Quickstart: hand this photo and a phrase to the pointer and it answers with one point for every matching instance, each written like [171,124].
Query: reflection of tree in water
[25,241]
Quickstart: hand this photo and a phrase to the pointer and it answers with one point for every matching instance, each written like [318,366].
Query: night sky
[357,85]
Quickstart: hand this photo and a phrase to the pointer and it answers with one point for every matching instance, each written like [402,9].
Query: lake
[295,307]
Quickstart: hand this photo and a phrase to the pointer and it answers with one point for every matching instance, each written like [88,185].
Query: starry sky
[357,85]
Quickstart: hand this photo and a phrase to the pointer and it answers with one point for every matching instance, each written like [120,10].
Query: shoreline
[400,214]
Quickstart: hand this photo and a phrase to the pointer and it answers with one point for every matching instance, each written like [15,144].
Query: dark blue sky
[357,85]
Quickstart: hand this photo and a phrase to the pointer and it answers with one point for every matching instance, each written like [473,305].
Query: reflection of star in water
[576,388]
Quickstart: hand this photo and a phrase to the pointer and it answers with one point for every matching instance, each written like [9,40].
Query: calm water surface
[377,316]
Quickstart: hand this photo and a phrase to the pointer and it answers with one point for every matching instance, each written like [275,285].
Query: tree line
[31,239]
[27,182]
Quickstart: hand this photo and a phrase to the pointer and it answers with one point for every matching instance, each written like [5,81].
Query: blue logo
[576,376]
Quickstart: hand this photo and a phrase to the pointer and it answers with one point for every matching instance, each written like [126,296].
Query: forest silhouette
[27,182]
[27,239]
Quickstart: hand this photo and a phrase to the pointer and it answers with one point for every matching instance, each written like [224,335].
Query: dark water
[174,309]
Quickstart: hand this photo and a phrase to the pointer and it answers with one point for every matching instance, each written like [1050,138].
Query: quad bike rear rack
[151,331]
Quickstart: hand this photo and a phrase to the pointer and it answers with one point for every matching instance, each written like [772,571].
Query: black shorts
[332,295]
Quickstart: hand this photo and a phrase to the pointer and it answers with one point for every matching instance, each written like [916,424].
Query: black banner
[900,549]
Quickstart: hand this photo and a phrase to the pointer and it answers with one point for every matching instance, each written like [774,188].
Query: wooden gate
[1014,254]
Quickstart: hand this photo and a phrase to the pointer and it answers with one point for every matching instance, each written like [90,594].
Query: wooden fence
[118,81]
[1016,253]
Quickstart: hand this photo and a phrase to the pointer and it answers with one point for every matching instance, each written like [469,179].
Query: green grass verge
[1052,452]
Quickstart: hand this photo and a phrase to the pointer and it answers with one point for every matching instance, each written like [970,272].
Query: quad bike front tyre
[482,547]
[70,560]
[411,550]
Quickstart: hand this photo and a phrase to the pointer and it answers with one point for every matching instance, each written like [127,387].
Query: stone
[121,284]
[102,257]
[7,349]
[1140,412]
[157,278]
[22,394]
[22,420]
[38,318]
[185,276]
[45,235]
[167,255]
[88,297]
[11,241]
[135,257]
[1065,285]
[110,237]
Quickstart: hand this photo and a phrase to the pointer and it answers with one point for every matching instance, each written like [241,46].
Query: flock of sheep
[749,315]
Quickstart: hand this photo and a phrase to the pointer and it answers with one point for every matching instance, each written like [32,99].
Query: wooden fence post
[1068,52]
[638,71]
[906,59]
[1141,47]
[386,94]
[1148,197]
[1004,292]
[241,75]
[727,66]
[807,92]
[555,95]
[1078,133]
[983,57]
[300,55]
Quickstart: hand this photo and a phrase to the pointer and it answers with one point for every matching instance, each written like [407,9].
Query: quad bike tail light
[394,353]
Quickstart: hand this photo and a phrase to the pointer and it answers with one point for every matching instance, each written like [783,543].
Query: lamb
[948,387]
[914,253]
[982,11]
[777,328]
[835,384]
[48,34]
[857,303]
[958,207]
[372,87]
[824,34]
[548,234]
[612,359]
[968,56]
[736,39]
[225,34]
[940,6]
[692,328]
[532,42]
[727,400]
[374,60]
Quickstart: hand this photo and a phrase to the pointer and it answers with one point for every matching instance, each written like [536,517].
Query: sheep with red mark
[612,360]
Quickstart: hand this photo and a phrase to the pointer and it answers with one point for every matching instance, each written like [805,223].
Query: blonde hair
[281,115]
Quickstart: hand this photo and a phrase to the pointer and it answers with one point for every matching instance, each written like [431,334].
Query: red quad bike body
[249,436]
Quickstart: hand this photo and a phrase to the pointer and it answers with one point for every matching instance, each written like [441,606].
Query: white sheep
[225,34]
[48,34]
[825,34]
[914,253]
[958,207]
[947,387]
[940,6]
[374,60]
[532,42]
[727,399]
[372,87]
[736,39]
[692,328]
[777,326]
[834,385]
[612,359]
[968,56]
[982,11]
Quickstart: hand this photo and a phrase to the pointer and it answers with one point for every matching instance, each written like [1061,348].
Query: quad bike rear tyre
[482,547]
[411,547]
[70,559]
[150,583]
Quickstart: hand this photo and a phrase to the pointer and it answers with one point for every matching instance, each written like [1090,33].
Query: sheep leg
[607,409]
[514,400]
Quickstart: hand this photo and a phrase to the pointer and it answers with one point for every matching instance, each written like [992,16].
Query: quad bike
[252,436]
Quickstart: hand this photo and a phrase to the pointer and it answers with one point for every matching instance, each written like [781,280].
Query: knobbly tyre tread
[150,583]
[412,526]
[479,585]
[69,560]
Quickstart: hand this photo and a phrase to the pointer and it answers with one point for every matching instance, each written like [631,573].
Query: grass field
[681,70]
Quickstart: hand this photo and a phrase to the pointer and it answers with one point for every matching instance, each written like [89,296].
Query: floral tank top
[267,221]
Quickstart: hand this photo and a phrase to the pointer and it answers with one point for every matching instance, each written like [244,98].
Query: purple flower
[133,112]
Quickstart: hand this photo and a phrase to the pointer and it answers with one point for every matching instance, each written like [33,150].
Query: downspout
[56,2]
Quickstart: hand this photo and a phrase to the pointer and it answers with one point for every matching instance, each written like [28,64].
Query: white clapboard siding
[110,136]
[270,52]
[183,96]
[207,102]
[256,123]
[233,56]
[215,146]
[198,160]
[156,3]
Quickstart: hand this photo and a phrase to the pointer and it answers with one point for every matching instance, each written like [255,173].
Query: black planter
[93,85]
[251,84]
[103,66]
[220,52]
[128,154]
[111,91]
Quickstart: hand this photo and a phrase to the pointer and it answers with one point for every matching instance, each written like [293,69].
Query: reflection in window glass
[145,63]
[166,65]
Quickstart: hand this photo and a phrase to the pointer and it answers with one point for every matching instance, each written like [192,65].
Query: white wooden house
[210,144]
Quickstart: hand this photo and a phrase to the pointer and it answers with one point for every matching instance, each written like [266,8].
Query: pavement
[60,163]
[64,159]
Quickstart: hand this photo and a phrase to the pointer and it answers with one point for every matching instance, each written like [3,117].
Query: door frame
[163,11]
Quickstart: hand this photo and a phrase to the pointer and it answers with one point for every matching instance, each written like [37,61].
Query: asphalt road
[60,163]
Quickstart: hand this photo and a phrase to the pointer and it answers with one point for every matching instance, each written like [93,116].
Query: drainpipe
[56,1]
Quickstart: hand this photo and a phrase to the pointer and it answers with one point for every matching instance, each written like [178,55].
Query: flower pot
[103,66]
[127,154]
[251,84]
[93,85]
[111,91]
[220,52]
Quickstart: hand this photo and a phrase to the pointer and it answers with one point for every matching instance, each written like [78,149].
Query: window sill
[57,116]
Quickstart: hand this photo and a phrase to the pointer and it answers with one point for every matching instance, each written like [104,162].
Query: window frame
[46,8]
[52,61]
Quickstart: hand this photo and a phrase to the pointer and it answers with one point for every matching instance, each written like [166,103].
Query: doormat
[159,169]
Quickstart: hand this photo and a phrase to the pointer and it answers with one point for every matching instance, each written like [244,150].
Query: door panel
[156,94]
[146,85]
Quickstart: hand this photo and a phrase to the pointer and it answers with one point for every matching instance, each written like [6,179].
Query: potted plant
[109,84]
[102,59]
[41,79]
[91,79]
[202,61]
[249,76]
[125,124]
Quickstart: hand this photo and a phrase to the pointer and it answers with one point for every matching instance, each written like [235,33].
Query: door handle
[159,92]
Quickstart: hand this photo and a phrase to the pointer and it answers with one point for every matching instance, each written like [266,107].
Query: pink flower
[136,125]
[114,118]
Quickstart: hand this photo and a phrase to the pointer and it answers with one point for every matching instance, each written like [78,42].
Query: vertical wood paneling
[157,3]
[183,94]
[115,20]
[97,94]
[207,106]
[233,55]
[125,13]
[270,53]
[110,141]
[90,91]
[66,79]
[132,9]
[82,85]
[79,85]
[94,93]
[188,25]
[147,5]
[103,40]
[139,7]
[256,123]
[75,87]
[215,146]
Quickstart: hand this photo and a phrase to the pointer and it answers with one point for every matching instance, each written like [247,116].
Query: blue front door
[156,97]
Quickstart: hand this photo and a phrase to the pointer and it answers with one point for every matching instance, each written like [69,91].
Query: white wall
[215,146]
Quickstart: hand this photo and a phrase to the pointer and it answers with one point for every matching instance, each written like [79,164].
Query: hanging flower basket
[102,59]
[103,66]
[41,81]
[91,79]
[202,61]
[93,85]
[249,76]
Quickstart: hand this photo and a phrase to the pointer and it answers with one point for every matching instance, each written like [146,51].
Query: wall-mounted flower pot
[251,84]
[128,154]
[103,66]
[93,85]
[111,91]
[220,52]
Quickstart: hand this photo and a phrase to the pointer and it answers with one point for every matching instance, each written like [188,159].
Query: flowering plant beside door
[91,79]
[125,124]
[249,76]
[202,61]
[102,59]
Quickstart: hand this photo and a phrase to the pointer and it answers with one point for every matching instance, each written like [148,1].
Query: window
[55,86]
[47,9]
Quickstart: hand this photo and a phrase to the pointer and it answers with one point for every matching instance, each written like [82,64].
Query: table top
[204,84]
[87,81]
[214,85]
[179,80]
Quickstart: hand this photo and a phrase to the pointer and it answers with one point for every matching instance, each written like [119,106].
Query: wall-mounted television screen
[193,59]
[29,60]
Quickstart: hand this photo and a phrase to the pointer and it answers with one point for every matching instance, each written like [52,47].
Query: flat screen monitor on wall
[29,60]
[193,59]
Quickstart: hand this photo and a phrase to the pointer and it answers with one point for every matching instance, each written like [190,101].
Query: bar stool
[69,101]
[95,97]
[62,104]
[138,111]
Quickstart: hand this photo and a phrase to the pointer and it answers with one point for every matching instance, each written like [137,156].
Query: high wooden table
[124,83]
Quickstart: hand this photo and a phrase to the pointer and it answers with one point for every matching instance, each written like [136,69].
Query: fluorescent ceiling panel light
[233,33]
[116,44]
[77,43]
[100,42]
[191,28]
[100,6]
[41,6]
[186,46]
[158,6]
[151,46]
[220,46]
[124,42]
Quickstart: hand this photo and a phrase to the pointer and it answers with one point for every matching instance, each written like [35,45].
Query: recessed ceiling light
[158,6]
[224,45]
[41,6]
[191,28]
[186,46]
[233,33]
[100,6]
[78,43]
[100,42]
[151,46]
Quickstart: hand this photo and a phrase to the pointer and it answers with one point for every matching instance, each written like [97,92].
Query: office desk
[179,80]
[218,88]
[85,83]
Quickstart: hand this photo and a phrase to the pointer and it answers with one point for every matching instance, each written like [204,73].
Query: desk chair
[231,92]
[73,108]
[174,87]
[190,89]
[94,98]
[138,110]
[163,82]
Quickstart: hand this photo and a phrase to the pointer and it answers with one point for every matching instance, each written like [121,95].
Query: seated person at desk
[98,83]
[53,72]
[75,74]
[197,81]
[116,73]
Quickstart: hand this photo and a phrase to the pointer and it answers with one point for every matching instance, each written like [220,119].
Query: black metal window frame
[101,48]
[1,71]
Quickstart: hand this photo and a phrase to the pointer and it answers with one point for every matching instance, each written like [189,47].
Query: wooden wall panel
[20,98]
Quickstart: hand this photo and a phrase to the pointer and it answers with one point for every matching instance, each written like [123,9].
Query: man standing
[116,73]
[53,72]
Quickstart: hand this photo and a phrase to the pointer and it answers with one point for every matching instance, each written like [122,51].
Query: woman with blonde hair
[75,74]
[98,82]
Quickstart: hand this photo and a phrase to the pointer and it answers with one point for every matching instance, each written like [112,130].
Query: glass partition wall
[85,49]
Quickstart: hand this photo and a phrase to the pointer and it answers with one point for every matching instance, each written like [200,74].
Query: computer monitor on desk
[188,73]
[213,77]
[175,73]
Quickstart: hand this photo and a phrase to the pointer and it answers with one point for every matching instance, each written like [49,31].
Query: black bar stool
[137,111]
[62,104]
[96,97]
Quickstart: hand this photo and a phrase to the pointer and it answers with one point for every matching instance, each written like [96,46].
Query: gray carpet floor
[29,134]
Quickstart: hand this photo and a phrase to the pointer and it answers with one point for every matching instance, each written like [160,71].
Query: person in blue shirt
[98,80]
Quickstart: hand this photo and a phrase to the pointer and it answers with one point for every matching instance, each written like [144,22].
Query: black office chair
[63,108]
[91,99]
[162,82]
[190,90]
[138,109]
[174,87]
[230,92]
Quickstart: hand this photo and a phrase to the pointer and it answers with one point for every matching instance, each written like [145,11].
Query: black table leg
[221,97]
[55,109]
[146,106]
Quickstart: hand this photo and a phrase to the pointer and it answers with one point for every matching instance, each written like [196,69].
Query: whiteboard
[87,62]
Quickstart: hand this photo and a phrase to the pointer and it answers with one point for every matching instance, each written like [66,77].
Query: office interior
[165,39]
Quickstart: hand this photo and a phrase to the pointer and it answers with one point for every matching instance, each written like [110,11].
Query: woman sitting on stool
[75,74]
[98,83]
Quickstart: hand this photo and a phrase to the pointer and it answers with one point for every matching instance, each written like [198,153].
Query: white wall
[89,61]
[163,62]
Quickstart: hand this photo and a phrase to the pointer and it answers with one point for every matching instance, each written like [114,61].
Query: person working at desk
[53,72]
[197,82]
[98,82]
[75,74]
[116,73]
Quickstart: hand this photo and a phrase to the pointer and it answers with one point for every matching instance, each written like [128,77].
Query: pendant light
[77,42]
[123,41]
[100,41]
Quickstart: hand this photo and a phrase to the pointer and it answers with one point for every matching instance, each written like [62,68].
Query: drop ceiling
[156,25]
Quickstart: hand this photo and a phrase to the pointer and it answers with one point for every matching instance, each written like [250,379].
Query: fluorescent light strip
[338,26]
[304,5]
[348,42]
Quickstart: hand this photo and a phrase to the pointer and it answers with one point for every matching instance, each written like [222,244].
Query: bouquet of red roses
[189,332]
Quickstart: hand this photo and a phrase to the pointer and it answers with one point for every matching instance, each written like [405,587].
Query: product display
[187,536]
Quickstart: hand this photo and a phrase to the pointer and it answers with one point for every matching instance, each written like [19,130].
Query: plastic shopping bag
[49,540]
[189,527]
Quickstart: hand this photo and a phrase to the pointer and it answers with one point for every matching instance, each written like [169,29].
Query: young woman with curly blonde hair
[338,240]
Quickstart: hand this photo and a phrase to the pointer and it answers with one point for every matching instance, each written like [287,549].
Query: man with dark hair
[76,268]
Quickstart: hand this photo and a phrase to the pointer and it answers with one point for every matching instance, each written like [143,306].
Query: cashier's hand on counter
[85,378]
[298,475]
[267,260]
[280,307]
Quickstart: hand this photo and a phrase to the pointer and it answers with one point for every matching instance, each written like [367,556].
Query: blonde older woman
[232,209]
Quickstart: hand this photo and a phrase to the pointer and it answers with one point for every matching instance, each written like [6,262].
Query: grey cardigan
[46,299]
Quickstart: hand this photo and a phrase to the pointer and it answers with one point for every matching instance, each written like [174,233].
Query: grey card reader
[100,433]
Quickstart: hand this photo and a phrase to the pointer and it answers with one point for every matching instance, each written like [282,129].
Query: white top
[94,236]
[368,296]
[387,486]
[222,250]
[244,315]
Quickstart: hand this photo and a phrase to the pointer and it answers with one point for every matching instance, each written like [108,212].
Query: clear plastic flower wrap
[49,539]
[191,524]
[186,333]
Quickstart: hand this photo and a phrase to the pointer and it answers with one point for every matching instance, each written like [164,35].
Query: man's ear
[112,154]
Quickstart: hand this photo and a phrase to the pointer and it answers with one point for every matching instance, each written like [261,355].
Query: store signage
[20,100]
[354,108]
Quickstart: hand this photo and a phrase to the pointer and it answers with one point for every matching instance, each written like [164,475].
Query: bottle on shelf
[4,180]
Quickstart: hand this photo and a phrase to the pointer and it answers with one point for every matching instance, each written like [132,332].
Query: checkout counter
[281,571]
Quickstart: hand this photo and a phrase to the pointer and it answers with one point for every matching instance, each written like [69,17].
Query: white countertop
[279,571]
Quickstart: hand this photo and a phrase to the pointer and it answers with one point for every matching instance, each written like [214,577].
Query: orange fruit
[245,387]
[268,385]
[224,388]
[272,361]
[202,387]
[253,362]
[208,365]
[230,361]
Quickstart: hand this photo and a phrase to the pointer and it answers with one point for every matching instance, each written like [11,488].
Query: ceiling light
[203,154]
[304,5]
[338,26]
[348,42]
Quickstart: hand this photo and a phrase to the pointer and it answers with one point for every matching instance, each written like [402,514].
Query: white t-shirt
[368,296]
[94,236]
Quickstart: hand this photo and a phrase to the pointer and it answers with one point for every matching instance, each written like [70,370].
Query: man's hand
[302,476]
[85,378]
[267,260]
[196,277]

###

→ **YOUR TASK**: Set down, exactly as they stand above, the lines starting with the line with "written like [49,31]." and going on through the line with "written like [128,77].", and no others.

→ **FINISHED EXERCISE**:
Quickstart: hand this photo and a phrase to the pointer and it answers with one point for every matching instance, each written like [49,31].
Query: black bar stool
[137,111]
[62,104]
[96,97]
Quickstart: hand this photo and a phrase to the pointer and it answers with one point for every matching instance, each written like [96,46].
Query: gray carpet floor
[29,134]
Quickstart: hand this photo and a phrase to the pointer and it answers with one point for every matching instance, each written like [160,71].
Query: person in blue shirt
[98,80]
Quickstart: hand this photo and a phrase to the pointer and it answers with one point for every matching instance, each written like [144,22].
Query: black office chair
[63,108]
[91,99]
[162,82]
[190,90]
[138,109]
[174,87]
[230,92]
Quickstart: hand this photo and a phrase to the pointer and it answers with one point for every matching instance, each written like [145,11].
Query: black table leg
[221,97]
[55,109]
[146,106]
Quickstart: hand this photo and a phrase to the pointer and it answers with one point for every matching instance, each written like [196,69].
Query: whiteboard
[87,62]
Quickstart: hand this photo and a phrase to the pointer and it answers with one point for every matching instance, each written like [66,77].
Query: office interior
[165,39]
Quickstart: hand this photo and a phrase to the pointer and it answers with one point for every matching instance, each written like [110,11].
Query: woman sitting on stool
[75,74]
[98,83]
Quickstart: hand this photo and a phrase to the pointer and it answers with one point for every matching instance, each written like [198,153].
Query: white wall
[89,61]
[163,62]
Quickstart: hand this photo and a phrase to the pointer and it answers with one point for every matching instance, each written like [114,61].
Query: person working at desk
[53,72]
[197,82]
[98,82]
[75,74]
[116,73]
Quickstart: hand this photo and a phrase to the pointer and it answers with one point for every matching instance, each written like [128,77].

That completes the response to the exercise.